==== Document text ====

There, Erika meets Midori, a naïve girl with a cryptic connection to the angels, and Gav, a boy who seems to have knowledge he refuses to share with Erika. The appearance of the mysterious Fex raises even more questions. Can he be trusted?

 As Erika travels across Vermont searching for some remnant of society, she learns that there’s a reason she survived—that the angels, horrid creatures that they are—have a plan for her.

The action in this book starts right off the bat, which is a good thing in some ways and a not-so-good thing in others. I was really intrigued by the concept of the book, and the things that did happen within the first chapter really interested me, so I was compelled to keep reading. However, the nature of the book is that it starts out pretty directly with our main character alone in the world, or thinking that she is, at least. This definitely bolsters the stakes and makes it interesting to find out what’s going to happen next. However, there is very limited character interaction because of it. While I did understand this, I would have liked to have seen some more interaction between Erika and her parents, or even with some of her friends at school who were panicking, before we got to at least a whole chapter where I didn’t get to see Erika interact with anyone but herself.

==== Supplied information ====

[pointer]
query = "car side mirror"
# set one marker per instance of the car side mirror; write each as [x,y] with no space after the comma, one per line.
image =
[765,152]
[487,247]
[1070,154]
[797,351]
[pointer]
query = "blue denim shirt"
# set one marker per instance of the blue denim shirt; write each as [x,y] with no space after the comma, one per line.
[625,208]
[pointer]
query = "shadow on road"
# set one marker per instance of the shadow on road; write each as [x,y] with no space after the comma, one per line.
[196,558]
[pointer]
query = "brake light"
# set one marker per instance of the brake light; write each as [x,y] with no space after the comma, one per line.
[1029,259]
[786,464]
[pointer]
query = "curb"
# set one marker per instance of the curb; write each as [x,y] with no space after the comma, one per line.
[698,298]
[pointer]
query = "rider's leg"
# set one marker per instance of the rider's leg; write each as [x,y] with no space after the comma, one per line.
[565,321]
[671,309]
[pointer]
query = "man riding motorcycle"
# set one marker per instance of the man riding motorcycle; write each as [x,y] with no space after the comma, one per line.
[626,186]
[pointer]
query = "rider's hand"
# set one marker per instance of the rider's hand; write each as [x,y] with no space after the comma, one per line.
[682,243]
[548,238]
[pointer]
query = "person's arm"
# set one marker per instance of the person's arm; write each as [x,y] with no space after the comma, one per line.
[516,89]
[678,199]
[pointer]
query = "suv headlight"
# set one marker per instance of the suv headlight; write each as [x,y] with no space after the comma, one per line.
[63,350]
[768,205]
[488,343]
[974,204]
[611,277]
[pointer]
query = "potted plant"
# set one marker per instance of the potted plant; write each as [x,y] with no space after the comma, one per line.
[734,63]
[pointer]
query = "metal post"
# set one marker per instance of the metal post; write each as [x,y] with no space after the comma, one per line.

====

Please list every character the book review above refers to by name, in the order each first appears.

The output:
Erika, Midori, Gav, Fex